---------- Verilen metin ----------

Danıştay Savcısı …’ın Düşüncesi: İdare ve vergi mahkemelerince verilen kararların temyizen incelenerek bozulabilmesi için, 2577 sayılı İdari Yargılama Usulü Kanununun 49’uncu maddesinin birinci fıkrasında belirtilen nedenlerin bulunması gerekmektedir.
Temyiz dilekçesinde öne sürülen hususlar, söz konusu maddede yazılı nedenlerden hiçbirisine uymadığından, istemin reddi ile temyiz edilen Mahkeme ısrar kararının onanmasının uygun olacağı düşünülmektedir.

TÜRK MİLLETİ ADINA

Hüküm veren Danıştay Vergi Dava Daireleri Kurulunca, dosyadaki belgeler incelendikten sonra gereği görüşüldü:
Satın alınan taşınmaz bedeli üzerinden hesaplanan katma değer vergisinin %17’sinin fazladan alındığı ihtirazi kaydıyla ödenen kısmının iadesi istemiyle Maliye Bakanlığına yapılan şikayet başvurusunun zımnen reddine ilişkin işlemin iptali ile fazladan ödenen verginin yasal faiziyle birlikte iadesi istemiyle açılan davada verilen, fazladan ödenen verginin davacıya ret ve iadesine, faiz isteminin reddine ilişkin hükümde ısrar eden vergi mahkemesi kararı temyiz edilmiştir.
Vergi Usul Kanununun 116’ncı maddesinde vergi hatasının, vergiye müteallik hesaplarda veya vergilendirmede yapılan hatalar yüzünden haksız yere fazla veya eksik vergi istenmesi veya alınması olduğu, 122’nci maddesinde mükelleflerin, vergi muamelelerindeki hataların düzeltilmesini vergi dairesinden yazı ile isteyebilecekleri, 124’üncü maddesinde ise vergi mahkemesinde dava açma süresi geçtikten sonra yaptıkları düzeltme başvurusu reddolunanların şikayet yolu ile Maliye Bakanlığına müracaat edebileceği kurala bağlanmıştır.
Davacı, ihale yoluyla satın aldığı taşınmaz tapu kaydında arsa olarak gösterilmişse de vergilendirmeye fiili durum esas teşkil edeceğinden, taşınmaz üzerindeki gecekonduların her birinin 150 m²’den küçük olması ve konutları çevreleyen arsanın mahalli örfe göre konutların mütemmimi sayılması nedeniyle %1 oranında katma değer vergisine tabi tutulması gerekirken %18 oranında vergi alınmasının hukuka aykırı olduğunu iddia ederek, vergilendirmenin düzeltilmesini istemiştir.

---------- Kayıt listesi ----------

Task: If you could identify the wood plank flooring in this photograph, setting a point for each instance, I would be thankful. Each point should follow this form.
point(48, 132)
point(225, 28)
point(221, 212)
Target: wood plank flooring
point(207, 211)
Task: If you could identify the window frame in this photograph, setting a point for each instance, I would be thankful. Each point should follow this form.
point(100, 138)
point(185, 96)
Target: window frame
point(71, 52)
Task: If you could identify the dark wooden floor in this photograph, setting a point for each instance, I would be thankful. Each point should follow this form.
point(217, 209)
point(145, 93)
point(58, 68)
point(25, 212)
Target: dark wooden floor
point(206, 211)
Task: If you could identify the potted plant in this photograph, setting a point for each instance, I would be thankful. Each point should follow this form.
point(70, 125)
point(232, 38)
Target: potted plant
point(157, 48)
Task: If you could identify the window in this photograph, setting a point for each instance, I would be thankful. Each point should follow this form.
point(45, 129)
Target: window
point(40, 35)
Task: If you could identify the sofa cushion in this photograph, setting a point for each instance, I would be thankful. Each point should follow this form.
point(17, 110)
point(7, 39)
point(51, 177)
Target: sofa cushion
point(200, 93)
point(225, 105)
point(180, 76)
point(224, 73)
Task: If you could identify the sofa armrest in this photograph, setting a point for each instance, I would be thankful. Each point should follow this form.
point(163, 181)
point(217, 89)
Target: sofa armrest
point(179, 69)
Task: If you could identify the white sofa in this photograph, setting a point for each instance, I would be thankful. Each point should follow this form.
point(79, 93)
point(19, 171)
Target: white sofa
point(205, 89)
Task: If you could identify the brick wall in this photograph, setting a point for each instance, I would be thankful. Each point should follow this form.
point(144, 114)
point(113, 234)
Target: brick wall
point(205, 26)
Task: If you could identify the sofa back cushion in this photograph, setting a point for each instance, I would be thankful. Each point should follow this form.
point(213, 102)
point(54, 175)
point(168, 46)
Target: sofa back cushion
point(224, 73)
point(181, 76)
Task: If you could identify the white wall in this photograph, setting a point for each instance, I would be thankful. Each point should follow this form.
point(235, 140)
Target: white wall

----------

● **Hedef**
Danıştay kararında davacıya göre taşınmaz hangi oranda katma değer vergisine tabi tutulmalıydı? Lütfen tek cümleyle yanıtlayın.

● **Yanıt**
Davacıya göre taşınmaz %1 oranında katma değer vergisine tabi tutulmalıydı.